[Study text]
Depicted in the 2004 film The Aviator, the life of Howard Hughes comes to life showing both his genius in engineering, his uncanny business and financial behaviors, and his degrading mental state in his latter years. His life was one of obsession, wealthy dealings, and for a time, one of Hollywood’s most successful movie directors.


Born into the wealth his father had created in Texas with the Hughes Tool Company, young Howard would inherit his father’s wealth just as he entered university. With royalties from oil drilling operations in Texas and abroad, Hughes was able to invest in anything he thought worthwhile. Upon quitting university, he married and moved to Hollywood where he bought a studio and began making films.


His first films were all financial successes. He even won an Academy Award for his directing Two Arabian Nights. Spending a record of nearly four million dollars of his own money, he wrote and directed Hell’s Angels and within a year wrote and directed Scarface – both still movie classics, the latter being nearly banned for violence. His other great film works included a film entitled The Outlaw, nearly banned for its sexual content.


Working in film had its successes for the young director, but his other love was the love of aviation. Hughes became obsessed with learning to fly, and doing it fast. He broke several world-flying records, including a trip from New York to California and a trip around the world, which he beat by nearly four days. His work in aviation wasn’t limited to his amazing piloting, but his ideas were groundbreaking for his time. Some believe he alone advanced aviation by fifty or more years with his ideas on how to make planes bigger, lighter, and especially more aerodynamic.


It was suggested that one author had co-written the Autobiography of Howard Hughes. But, just before it’s release, it came to the media’s attention that the book was a hoax. The alleged author had to spend some time in jail for his actions. No other biography of Howard Hughes was released in his lifetime. By the end of his life, suffering much pain from a plane crash in his earlier days, Howard Hughes had extreme obsessive-compulsive disorders, but still made important decisions about the future of his company, most notably funding the now largest private medical center in the world-- the Howard Hughes Medical Institute.

[Listed records]
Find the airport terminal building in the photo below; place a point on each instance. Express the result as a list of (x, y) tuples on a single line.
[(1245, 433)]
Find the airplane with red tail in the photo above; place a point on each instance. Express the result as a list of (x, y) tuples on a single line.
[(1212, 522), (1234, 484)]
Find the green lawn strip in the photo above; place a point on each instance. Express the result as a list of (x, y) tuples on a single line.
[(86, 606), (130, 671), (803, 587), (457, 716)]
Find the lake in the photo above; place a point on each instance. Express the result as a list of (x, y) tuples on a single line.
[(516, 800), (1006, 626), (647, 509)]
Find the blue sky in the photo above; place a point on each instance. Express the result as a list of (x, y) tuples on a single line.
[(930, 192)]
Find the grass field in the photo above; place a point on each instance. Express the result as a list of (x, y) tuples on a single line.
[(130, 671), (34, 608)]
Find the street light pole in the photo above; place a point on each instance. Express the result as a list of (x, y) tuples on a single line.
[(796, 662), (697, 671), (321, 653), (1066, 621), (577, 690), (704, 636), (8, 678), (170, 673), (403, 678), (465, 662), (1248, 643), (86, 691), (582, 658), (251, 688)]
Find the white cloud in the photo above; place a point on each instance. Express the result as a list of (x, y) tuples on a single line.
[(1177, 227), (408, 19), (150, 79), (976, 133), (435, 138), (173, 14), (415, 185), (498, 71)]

[Explore the material]
(a) Reproduce word for word the part of the passage on Howard Hughes that opens with the words containing "Born into the" and closes with "began making films.".
(b) According to the passage on Howard Hughes, for directing which film did he win an Academy Award?

[Results of the exercise]
(a)
Born into the wealth his father had created in Texas with the Hughes Tool Company, young Howard would inherit his father’s wealth just as he entered university. With royalties from oil drilling operations in Texas and abroad, Hughes was able to invest in anything he thought worthwhile. Upon quitting university, he married and moved to Hollywood where he bought a studio and began making films.

(b) Two Arabian Nights